* [MATERIAL PROVIDED]:
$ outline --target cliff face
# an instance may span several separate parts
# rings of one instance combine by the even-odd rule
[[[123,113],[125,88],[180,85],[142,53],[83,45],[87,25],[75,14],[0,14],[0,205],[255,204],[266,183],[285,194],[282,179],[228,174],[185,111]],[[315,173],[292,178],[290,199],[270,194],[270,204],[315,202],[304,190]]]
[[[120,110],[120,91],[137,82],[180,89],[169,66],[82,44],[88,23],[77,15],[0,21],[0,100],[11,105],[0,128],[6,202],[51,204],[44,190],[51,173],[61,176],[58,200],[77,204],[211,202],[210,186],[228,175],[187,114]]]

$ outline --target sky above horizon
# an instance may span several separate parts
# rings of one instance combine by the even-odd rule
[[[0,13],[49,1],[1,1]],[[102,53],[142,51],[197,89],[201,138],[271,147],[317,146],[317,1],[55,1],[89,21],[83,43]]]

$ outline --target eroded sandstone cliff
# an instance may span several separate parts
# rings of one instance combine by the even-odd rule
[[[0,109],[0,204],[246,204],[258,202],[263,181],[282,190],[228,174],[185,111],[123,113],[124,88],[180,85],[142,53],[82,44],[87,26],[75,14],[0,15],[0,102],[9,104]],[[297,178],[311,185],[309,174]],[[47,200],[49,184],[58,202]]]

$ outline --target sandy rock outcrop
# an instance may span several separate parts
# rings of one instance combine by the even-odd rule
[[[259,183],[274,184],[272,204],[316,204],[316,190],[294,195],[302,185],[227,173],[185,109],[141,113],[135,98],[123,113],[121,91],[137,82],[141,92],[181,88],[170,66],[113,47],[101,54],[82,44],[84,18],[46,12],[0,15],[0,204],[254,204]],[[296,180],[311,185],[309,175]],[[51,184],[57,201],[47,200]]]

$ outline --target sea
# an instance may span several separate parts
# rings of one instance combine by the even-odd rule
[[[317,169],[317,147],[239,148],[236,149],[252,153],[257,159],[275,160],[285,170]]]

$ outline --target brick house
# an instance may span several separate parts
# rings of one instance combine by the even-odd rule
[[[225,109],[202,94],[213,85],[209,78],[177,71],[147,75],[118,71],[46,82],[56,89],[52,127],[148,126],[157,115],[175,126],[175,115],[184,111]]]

* [EXERCISE DESCRIPTION]:
Please extract the listing above from the line with "sandy rock outcrop" through its last line, and reproduce those lines unchanged.

* [RESULT]:
$ outline --target sandy rock outcrop
# an instance may span several separate parts
# rings of one instance combine by the even-odd rule
[[[259,183],[274,184],[272,204],[316,204],[316,190],[294,195],[302,185],[227,173],[185,109],[141,113],[135,98],[123,113],[121,91],[137,82],[141,92],[181,88],[170,66],[113,47],[101,54],[82,44],[84,18],[46,12],[0,15],[0,204],[254,204]],[[296,180],[311,185],[309,175]],[[51,184],[57,201],[47,200]]]

$ outline --target sea
# an instance may span several separate parts
# rings of one instance combine by the even-odd rule
[[[317,169],[317,147],[239,148],[236,149],[252,153],[257,159],[275,160],[285,170]]]

$ outline --target brick house
# an instance may span several separate parts
# rings of one instance combine by the even-odd rule
[[[225,109],[202,94],[213,85],[209,78],[177,71],[147,75],[118,71],[46,82],[56,89],[52,127],[148,126],[157,115],[175,126],[175,115],[184,111]]]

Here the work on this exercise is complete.